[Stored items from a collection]
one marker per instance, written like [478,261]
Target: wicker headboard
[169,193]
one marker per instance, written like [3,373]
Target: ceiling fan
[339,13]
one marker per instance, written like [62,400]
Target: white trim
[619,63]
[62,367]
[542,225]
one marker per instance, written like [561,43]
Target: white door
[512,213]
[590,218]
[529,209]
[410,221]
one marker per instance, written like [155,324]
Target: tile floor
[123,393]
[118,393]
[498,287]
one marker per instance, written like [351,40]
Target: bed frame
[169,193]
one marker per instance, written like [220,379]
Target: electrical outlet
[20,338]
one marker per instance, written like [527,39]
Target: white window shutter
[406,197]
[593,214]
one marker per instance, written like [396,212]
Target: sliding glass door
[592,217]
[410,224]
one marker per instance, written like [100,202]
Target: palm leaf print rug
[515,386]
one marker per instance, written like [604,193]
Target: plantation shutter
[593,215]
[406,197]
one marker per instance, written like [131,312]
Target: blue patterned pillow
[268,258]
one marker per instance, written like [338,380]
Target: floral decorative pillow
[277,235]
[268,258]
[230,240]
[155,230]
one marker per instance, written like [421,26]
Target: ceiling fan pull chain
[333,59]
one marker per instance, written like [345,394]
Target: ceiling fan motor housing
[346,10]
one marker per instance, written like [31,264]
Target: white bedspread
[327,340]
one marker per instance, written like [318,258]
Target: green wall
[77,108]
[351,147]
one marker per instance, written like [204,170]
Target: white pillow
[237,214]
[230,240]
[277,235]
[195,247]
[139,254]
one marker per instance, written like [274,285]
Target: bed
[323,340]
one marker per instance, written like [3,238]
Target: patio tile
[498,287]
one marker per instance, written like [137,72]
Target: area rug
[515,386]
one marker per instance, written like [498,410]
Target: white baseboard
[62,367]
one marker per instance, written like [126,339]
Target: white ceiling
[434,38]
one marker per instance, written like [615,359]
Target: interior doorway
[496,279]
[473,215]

Your assignment =
An exact copy of the lines above, from the one containing "Target: tile floor" through the one containing "one marker per instance, written like [338,380]", is the whole of the answer.

Answer to the problem =
Target: tile floor
[123,393]
[118,393]
[498,287]
one marker per instance, written like [351,40]
Target: bed frame
[169,193]
one marker per instance, written like [220,379]
Target: electrical outlet
[20,338]
one marker per instance, written like [527,39]
Target: white window shutter
[406,197]
[593,214]
one marker per instance, written like [396,212]
Target: sliding glass door
[592,217]
[410,224]
one marker per instance, written like [100,202]
Target: palm leaf print rug
[515,386]
one marker per instance, written like [604,193]
Target: plantation shutter
[593,215]
[406,197]
one marker per instance, written like [131,312]
Target: blue patterned pillow
[268,258]
one marker per instance, written like [338,380]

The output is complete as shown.